TEXT PROVIDED:

-- START --

Although Corey returned to Saint
John after the demise of the Pony Express, he must have discovered something to
his liking in the bustling commercial centre of Annapolis Royal, for by the
late 1850s, he and his wife Mary (Harris) and their two sons Carman and Griffin
were residents of the town. Corey worked for a number of years as the
tavern/innkeeper in the thriving Commercial House on Lower St. George Street
before he purchased the large double lot and buildings, situated just to the
east.
He moved the existing house,
except for the kitchen ell, to the back of his property, where it became a
carriage house. He then built a fourteen-room home and place of business onto
the ell, where he practiced his trade of tavern/innkeeper.
Click on the picture to enlarge
Local tradition
has it that much of the building was given over to the business: the tavern,
dining room, front parlour, six bedrooms upstairs and the area over the old
kitchen (reserved for the stagecoach drivers) were all used by the public.
Situated at the head of the Annapolis to Granville ferry slip, and only a short
distance from the wharves, which saw the comings and goings of the Saint John
and Boston ferry boats, the O'Dell House was ideally located to attract trade.

-- END --

INFORMATION SUPPLIED:
-- START --

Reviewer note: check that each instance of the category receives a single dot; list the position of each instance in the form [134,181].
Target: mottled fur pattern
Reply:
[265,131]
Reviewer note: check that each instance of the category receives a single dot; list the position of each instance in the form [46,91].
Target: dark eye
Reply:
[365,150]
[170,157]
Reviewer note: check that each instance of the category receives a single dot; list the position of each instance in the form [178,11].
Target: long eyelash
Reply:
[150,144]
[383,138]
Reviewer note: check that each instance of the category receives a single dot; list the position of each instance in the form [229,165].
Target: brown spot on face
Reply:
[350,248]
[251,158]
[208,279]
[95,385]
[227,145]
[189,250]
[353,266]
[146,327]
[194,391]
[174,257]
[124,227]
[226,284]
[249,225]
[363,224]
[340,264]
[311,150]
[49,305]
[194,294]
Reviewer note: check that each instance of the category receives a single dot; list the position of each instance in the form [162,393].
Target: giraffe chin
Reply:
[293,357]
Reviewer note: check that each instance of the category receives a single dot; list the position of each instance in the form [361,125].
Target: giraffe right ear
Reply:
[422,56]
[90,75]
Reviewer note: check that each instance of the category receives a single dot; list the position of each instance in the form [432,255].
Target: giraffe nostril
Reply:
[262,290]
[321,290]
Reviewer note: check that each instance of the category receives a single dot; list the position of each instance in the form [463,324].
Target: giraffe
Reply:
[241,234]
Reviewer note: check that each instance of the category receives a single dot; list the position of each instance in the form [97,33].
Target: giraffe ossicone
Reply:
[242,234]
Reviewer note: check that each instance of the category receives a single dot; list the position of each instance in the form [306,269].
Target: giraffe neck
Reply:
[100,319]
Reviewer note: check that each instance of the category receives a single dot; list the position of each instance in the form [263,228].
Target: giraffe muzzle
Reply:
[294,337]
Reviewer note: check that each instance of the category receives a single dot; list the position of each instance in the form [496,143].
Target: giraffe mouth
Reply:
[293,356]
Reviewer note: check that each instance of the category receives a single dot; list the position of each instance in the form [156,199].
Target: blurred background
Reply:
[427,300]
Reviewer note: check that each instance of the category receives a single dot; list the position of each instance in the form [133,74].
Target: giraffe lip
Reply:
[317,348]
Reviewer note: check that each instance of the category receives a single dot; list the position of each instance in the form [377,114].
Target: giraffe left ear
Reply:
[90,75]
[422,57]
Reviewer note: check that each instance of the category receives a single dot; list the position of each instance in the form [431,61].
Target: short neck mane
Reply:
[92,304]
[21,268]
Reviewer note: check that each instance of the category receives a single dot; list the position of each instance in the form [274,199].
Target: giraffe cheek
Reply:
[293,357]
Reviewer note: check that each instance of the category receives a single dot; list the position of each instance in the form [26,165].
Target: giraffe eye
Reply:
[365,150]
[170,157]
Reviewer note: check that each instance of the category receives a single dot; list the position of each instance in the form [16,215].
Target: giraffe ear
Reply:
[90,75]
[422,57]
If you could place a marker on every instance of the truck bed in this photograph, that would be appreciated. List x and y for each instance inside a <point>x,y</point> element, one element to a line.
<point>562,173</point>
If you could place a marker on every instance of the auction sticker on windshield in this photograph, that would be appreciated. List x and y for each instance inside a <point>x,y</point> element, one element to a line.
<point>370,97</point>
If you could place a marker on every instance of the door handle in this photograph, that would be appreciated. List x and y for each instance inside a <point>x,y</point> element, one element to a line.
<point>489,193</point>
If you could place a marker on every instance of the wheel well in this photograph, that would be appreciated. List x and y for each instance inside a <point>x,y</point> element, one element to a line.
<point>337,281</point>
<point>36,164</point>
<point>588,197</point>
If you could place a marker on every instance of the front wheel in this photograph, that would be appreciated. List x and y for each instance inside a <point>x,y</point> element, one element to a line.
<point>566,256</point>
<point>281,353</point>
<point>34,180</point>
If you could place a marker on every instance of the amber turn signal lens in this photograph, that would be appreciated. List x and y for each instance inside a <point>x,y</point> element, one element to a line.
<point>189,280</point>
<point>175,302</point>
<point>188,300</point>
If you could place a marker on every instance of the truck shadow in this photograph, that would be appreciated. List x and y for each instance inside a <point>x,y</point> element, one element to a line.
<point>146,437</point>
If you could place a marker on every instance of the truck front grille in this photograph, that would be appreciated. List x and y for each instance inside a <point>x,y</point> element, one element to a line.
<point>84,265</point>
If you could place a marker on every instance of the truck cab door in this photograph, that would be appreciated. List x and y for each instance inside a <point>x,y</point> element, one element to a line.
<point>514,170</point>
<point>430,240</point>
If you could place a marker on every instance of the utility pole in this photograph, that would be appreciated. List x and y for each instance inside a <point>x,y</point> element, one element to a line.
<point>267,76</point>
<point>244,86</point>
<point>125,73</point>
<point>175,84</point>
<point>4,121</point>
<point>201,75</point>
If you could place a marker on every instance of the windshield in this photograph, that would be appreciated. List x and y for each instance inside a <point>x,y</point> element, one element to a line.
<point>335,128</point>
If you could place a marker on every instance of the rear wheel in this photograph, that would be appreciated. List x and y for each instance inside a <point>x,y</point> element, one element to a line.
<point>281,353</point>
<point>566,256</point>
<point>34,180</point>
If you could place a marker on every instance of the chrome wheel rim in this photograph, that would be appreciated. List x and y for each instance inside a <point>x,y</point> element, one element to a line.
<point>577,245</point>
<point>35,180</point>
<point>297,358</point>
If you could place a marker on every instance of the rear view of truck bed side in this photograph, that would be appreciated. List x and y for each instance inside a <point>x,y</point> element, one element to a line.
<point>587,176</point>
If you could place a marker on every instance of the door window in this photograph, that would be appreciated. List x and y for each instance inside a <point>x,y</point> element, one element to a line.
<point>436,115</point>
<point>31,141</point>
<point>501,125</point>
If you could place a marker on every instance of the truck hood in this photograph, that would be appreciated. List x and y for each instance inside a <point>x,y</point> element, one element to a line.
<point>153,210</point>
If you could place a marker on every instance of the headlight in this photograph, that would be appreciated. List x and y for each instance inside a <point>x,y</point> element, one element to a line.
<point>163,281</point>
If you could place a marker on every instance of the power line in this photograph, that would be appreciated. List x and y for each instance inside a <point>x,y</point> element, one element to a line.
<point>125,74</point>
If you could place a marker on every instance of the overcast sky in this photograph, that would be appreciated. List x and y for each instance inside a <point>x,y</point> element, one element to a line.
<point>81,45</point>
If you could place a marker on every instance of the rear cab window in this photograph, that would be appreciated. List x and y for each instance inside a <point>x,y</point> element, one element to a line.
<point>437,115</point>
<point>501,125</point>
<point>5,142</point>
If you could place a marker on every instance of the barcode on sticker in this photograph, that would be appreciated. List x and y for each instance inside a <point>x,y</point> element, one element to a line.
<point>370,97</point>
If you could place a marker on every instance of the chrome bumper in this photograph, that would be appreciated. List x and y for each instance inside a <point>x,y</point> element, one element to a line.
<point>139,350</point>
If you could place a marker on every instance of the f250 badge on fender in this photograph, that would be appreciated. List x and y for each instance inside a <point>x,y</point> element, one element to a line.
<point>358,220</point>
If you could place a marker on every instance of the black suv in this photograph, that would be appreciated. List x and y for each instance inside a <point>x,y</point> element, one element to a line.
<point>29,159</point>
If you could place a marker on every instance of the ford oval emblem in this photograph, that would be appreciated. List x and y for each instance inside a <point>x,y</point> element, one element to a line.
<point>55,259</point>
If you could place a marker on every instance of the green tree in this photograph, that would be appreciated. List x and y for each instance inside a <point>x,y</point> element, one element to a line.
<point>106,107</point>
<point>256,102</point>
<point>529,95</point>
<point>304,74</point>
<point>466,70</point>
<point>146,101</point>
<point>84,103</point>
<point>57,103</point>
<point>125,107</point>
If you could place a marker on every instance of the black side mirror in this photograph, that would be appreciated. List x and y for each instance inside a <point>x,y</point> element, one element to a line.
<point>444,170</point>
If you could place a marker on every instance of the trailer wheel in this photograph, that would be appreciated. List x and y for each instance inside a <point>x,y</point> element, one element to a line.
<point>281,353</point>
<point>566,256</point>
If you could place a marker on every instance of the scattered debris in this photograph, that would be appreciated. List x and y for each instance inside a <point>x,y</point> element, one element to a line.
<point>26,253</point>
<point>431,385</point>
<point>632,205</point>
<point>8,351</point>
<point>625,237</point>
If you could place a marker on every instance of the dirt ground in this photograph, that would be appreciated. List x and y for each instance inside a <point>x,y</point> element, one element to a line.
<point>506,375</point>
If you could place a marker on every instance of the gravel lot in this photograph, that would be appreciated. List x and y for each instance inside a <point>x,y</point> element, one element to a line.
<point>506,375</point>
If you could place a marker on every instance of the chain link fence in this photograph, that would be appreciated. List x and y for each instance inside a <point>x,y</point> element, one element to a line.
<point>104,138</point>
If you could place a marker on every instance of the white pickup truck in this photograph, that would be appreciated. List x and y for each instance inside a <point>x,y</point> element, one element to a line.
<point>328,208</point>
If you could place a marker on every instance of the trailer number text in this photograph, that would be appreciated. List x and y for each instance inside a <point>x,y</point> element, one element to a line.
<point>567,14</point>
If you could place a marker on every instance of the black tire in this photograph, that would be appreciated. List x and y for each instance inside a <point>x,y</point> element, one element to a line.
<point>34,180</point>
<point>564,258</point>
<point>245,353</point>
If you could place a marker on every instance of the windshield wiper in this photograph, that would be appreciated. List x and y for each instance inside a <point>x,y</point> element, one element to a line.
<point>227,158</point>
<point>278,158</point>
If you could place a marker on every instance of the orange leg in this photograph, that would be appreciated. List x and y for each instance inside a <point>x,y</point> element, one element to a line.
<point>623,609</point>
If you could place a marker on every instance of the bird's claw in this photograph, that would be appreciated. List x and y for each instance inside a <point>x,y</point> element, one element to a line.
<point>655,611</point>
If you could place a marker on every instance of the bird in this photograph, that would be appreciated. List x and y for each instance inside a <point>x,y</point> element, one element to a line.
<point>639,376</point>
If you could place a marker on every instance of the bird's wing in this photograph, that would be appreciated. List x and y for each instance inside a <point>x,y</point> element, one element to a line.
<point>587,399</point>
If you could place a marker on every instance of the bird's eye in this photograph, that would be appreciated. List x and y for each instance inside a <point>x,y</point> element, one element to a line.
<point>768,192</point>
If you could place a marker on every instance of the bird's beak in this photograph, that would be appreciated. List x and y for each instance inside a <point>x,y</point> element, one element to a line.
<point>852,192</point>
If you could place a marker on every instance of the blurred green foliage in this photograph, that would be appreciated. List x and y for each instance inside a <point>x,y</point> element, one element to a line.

-- END --

GOAL: Pick up the account of the O'Dell House in Annapolis Royal after its final sentence and write the next part.

THE RESULT:
Although Corey O'Dell eventually replaced the tavern with a grocery store, his
business efforts apparently met with success. At his death on March 14, 1887,
he was a man of considerable material wealth.
There is some evidence to
suggest that rooms were still rented out to guests as late as the 1920s;
however, for the last decades of O'Dell ownership, the business element seems
to have disappeared. Corey O'Dell's daughter-in-law Sarah died in 1957 and the
house passed out of the family. The new owners converted it into an apartment
building. A few years later, in 1967, it was bought by Ralph and Marguerite
Wagner on behalf of Historic Restoration Enteprises (now the Annapolis Heritage
Society) with a view to turning it into a museum. The O'Dell House Museum
opened to the public in 1969.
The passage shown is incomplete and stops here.